Reading text
---*---

Shani Godwin:                  Yeah. It’s like a question we’ve been noodling around. We’ve been working on creating a happiness metric score that we can then work with corporate clients to help them really track and measure when the needle moves. Some of the metrics behind the math though, are you should start to see over time… And I won’t even attempt to assign the number of years, but over time you should start seeing numbers move in a positive direction. So you obviously can ask people, you can kind of track before you get started. And then once you implement policies, you can check in and ask on just job, assign a score or metric to just job fulfillment, how happy people are in their job.

That’s a very subjective number, but you can also look at things like employee health and wellness scores. You can look at things like your insurance in what your insurance costs are over time. Again, it would take a little while for that trend to show up. But in theory, if people are more balanced, they’re emotionally well because of the mind-body-spirit connection, then hopefully in time, that’s fewer visits to the doctor’s office. Premiums become a little bit more affordable, your insurance costs should bear it out. You can look at things like absenteeism. You can look at vacation time. It’s a weird little thing, but are people leaving a lot of vacation on the table? If they’re leaving a lot of vacation on the table, you’re probably burning and turning them and they don’t really feel allowed to take a break. And I don’t know about you Melinda, but I know I need my breaks to be creative. I can’t create when I’m burnt out and tired and there’s no break.

---*---

[Region pointing data]
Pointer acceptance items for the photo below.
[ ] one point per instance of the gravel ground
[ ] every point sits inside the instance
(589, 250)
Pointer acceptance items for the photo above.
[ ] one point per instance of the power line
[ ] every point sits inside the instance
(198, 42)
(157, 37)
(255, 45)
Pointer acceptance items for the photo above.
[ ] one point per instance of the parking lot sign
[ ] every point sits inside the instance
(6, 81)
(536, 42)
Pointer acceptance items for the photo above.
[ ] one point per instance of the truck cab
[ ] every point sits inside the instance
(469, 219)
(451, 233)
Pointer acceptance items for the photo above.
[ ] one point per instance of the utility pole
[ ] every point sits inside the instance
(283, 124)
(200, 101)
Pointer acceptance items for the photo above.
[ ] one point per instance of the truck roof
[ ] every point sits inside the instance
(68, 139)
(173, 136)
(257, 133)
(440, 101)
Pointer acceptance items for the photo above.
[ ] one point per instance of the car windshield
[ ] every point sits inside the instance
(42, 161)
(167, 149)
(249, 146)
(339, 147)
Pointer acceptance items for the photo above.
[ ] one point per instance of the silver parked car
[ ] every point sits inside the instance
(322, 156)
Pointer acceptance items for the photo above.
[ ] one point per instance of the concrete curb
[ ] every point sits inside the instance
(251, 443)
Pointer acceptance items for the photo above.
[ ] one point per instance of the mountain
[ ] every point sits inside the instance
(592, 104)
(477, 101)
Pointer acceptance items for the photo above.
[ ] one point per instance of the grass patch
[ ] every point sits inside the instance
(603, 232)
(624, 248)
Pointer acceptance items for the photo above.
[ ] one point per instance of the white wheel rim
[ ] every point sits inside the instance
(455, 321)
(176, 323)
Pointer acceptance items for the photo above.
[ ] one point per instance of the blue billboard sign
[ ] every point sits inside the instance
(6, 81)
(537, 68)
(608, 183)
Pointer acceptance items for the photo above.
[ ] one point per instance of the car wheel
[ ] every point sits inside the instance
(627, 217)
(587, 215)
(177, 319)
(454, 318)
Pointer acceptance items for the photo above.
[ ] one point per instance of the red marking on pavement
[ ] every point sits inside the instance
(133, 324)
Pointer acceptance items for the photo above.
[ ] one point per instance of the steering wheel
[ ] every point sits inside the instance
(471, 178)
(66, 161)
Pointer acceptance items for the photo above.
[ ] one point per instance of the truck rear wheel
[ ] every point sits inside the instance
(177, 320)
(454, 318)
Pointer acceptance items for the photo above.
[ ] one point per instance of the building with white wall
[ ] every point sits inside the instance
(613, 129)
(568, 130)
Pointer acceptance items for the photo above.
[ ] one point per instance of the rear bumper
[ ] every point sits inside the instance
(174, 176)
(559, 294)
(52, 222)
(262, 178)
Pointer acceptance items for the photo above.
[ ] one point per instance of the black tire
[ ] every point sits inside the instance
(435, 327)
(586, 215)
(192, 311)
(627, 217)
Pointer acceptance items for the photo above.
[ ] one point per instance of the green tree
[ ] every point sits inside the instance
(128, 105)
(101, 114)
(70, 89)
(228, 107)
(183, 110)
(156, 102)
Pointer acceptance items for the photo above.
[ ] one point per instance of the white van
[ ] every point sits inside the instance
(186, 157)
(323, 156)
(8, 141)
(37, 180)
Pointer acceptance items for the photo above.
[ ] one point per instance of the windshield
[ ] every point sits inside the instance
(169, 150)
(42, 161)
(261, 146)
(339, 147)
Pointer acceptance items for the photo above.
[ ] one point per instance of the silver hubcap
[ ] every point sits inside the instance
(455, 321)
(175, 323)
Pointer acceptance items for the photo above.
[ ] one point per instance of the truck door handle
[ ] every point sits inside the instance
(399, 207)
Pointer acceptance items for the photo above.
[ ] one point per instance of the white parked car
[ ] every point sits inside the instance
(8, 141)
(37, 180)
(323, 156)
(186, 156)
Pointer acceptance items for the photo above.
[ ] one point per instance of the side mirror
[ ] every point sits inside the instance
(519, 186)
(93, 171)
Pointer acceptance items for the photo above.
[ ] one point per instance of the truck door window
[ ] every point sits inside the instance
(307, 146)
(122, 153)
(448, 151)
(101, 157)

---*---

Activities
a - In the conversation, what does Shani Godwin say she needs her breaks for?
b - Write out everything in the conversation from "Shani Godwin:                  Yeah." down to "in their job.", swapping "corporate clients" for "business clients".
The items have nothing to do with the conversation.

Answers provided
a - To be creative.

b -
Shani Godwin:                  Yeah. It’s like a question we’ve been noodling around. We’ve been working on creating a happiness metric score that we can then work with business clients to help them really track and measure when the needle moves. Some of the metrics behind the math though, are you should start to see over time… And I won’t even attempt to assign the number of years, but over time you should start seeing numbers move in a positive direction. So you obviously can ask people, you can kind of track before you get started. And then once you implement policies, you can check in and ask on just job, assign a score or metric to just job fulfillment, how happy people are in their job.